Copia tal cual las líneas desde la que contiene "Place a point on the stone wall, one" hasta la que contiene "<point>130,104</point>", ambas incluidas.
····················
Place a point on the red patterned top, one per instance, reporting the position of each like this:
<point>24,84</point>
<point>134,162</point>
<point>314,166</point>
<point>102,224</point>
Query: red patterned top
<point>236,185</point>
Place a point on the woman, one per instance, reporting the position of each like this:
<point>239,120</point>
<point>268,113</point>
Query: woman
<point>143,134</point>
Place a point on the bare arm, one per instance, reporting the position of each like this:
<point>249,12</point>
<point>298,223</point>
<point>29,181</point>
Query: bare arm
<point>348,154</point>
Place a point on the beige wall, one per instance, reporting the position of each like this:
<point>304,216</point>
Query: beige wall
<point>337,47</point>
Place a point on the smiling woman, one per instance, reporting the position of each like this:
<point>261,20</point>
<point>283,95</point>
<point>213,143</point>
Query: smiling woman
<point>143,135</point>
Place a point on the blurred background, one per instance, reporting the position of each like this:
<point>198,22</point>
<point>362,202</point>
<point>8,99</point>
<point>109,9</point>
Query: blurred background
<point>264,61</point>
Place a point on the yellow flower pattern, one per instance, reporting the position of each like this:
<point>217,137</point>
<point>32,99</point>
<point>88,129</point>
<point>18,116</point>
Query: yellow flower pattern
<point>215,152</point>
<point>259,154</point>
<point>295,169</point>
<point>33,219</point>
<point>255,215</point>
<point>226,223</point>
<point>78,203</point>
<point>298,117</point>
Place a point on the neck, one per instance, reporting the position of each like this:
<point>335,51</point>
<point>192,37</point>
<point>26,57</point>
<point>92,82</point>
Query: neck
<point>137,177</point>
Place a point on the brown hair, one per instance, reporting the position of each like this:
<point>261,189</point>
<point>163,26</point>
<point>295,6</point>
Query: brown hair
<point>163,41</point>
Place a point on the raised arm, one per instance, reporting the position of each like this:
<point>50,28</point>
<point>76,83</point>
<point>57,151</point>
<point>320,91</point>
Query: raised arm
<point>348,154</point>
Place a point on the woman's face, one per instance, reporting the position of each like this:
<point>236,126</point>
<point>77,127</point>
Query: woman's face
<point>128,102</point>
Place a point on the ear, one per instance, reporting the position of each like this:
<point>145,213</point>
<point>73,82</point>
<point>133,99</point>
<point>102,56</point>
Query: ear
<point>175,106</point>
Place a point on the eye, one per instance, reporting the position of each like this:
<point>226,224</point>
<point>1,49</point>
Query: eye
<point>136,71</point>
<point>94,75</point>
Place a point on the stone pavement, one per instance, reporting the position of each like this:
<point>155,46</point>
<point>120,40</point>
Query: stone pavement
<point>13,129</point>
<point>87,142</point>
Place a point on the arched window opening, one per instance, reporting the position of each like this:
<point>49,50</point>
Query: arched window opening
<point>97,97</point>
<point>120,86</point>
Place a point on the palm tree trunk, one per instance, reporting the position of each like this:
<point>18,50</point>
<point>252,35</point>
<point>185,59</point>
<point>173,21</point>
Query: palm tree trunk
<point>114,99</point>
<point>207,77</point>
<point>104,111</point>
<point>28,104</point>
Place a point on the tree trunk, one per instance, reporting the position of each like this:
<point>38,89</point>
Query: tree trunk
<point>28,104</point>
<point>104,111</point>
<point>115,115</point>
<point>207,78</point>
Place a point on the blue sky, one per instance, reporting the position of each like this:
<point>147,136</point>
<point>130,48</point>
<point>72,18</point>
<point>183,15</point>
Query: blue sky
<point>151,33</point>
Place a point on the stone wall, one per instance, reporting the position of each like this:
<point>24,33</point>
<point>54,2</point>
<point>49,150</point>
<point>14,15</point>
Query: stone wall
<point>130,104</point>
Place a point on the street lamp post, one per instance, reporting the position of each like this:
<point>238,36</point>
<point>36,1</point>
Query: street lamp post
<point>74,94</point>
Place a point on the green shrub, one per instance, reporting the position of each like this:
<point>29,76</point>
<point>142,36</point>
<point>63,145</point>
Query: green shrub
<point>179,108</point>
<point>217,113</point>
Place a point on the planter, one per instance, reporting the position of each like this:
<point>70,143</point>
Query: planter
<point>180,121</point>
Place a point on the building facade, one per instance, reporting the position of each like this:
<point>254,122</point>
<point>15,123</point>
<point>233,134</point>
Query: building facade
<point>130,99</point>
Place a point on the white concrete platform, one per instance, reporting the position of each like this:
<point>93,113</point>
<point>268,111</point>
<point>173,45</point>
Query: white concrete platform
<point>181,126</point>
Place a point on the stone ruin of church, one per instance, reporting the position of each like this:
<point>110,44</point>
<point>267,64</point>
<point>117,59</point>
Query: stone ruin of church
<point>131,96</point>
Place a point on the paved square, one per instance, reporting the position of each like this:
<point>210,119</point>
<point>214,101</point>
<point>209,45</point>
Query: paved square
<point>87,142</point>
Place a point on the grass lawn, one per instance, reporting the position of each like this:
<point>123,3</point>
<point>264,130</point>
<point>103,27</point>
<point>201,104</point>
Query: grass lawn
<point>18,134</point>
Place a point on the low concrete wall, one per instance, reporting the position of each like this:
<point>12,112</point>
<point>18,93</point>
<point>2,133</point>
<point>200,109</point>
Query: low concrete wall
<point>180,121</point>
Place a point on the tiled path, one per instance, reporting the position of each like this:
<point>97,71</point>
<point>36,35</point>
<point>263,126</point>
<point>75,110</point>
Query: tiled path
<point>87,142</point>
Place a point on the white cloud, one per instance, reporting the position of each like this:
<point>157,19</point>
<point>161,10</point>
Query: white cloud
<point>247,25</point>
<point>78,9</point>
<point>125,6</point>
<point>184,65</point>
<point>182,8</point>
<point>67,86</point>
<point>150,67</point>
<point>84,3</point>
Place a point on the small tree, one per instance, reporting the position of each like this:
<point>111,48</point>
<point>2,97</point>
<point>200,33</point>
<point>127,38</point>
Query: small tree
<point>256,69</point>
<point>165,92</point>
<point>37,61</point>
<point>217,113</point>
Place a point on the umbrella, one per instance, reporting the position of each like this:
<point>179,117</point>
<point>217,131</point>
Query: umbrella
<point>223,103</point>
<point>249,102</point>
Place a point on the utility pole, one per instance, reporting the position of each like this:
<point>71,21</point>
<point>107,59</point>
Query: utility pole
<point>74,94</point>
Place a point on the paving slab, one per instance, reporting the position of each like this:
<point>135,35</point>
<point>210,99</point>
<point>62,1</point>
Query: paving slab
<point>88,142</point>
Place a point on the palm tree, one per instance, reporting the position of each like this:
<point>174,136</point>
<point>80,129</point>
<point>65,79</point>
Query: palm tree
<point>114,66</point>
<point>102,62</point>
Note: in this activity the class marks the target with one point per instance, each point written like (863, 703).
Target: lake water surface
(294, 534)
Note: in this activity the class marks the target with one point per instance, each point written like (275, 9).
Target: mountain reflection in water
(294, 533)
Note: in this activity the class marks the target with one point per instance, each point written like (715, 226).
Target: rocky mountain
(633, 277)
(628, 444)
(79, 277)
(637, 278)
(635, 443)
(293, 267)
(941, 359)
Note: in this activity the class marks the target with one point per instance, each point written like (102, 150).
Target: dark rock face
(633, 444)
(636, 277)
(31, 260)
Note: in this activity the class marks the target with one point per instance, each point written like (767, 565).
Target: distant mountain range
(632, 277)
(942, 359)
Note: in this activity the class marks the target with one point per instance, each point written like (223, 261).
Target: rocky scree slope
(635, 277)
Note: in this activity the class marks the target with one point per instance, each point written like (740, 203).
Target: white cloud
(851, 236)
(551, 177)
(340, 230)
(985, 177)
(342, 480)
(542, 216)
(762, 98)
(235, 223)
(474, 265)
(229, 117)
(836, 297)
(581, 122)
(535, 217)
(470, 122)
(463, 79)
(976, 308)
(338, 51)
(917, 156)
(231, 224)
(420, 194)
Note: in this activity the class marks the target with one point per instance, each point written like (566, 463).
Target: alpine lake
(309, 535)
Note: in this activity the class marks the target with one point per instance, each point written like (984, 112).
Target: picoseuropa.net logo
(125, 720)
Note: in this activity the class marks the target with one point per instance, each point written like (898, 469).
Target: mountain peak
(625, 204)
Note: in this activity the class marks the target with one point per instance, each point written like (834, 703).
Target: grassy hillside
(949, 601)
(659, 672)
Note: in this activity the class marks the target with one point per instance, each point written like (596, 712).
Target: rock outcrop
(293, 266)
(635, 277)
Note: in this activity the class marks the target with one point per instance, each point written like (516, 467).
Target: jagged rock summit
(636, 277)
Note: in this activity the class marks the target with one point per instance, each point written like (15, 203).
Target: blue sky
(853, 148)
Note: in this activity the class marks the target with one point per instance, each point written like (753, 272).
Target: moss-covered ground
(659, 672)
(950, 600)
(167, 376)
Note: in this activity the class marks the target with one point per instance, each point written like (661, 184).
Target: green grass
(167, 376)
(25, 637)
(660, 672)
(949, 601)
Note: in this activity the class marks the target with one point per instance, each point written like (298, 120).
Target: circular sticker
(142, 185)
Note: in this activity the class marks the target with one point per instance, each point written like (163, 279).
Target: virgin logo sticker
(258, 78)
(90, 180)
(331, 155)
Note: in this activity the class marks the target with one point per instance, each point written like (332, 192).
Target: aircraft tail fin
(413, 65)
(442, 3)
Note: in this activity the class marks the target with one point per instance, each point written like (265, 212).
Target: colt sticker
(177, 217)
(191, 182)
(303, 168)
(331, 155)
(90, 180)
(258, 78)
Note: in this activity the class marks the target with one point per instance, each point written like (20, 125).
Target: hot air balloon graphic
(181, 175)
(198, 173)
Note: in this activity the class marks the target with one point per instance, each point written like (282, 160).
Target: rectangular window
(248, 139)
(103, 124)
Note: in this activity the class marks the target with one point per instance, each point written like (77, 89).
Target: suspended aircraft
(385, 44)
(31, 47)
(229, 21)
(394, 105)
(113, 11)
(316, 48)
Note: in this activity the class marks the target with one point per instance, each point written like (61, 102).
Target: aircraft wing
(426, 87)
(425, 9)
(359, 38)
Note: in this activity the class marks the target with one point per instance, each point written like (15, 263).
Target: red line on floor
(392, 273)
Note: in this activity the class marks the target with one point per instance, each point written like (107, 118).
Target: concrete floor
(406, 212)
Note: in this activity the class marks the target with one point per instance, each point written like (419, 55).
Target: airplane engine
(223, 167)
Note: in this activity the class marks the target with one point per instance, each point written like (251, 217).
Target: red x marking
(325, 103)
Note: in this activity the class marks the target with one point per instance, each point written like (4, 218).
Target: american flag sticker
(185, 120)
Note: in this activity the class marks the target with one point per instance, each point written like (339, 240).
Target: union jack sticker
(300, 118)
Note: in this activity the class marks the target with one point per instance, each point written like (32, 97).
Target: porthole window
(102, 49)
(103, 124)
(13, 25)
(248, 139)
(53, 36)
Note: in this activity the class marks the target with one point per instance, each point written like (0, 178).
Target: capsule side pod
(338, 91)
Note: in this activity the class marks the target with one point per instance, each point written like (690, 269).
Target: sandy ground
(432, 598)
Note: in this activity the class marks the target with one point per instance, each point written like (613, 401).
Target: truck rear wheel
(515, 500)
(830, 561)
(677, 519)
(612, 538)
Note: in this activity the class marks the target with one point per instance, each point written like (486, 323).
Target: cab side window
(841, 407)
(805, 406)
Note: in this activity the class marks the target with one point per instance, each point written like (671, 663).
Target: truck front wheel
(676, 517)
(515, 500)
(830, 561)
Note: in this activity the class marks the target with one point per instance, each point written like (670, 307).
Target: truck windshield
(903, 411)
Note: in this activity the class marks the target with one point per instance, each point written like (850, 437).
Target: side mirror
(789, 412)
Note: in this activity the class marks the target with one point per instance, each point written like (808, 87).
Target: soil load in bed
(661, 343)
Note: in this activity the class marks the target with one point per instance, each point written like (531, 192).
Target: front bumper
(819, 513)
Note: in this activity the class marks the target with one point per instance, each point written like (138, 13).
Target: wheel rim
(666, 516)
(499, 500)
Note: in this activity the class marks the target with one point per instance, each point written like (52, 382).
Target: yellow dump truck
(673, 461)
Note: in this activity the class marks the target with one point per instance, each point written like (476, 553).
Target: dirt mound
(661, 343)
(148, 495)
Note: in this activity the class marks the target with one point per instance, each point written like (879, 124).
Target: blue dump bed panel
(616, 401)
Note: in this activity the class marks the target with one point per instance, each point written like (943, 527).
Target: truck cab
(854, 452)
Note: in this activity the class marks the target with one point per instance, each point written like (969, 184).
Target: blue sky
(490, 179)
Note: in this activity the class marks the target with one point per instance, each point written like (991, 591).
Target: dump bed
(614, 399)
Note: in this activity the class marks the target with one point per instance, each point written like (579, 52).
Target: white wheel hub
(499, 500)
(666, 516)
····················
RESULTADO DEL EJERCICIO
Place a point on the stone wall, one per instance, reporting the position of each like this:
<point>24,33</point>
<point>54,2</point>
<point>49,150</point>
<point>14,15</point>
Query: stone wall
<point>130,104</point>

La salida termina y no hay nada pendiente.